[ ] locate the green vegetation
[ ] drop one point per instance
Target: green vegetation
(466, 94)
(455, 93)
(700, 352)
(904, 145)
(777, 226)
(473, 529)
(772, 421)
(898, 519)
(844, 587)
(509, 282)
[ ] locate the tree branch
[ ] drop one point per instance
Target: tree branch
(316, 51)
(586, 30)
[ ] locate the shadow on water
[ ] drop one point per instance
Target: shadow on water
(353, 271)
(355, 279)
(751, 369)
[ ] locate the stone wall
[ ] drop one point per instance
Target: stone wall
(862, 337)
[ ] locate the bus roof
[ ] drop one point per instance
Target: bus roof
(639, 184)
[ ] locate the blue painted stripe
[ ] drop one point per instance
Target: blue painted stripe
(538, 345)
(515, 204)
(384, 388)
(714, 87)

* * *

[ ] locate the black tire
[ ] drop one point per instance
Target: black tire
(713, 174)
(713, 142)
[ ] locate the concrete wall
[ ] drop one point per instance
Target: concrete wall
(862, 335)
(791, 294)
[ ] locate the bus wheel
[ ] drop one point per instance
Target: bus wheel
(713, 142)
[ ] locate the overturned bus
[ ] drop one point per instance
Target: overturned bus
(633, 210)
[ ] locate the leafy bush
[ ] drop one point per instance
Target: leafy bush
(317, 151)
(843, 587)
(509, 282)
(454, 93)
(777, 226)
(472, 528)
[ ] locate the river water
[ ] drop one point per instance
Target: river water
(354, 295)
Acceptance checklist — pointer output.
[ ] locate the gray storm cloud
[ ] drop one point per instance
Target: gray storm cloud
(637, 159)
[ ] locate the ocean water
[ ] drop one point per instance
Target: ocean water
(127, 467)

* * *

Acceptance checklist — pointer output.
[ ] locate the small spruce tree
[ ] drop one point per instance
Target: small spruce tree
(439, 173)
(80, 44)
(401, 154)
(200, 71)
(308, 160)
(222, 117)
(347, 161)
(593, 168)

## WORK REQUEST
Look above for the line holding "[ ] locate the green vegetation" and the line holding "[ ] locate the bus roof", then output exactly those two lines and every line between them, nothing more.

## ANSWER AREA
[ ] locate the green vegetation
[ ] drop one point per instance
Target: green vegetation
(466, 94)
(455, 93)
(700, 352)
(904, 145)
(777, 226)
(473, 529)
(772, 421)
(898, 519)
(844, 587)
(509, 282)
[ ] locate the tree branch
[ ] drop one point per instance
Target: tree branch
(316, 51)
(586, 30)
[ ] locate the shadow on water
[ ] drop one point per instance
Target: shadow on water
(353, 271)
(355, 279)
(751, 369)
[ ] locate the stone wall
[ ] drop one point per instance
Target: stone wall
(862, 337)
[ ] locate the bus roof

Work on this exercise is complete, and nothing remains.